▶ **EXERCISE TASK**
Will you convert the data from the beginning through the line with "left=149, top=119, right=162, bottom=134" into a two-column CSV headed input and output, with each text and its answer on one row, every field quoted, and line breaks turned into spaces?

+===+

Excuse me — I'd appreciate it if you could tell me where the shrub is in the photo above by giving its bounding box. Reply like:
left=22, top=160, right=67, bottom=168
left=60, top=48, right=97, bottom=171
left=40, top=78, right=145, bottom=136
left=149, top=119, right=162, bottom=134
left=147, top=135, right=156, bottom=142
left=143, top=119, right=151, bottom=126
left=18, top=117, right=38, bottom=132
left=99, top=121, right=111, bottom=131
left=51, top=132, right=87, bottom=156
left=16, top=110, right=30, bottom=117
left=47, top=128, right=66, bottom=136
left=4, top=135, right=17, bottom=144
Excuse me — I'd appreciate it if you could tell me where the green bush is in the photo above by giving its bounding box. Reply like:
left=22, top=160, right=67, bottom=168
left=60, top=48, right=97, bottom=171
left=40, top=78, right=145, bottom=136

+===+

▶ **FINISHED ANSWER**
input,output
"Excuse me — I'd appreciate it if you could tell me where the shrub is in the photo above by giving its bounding box. Reply like: left=22, top=160, right=67, bottom=168 left=60, top=48, right=97, bottom=171 left=40, top=78, right=145, bottom=136","left=149, top=119, right=162, bottom=134"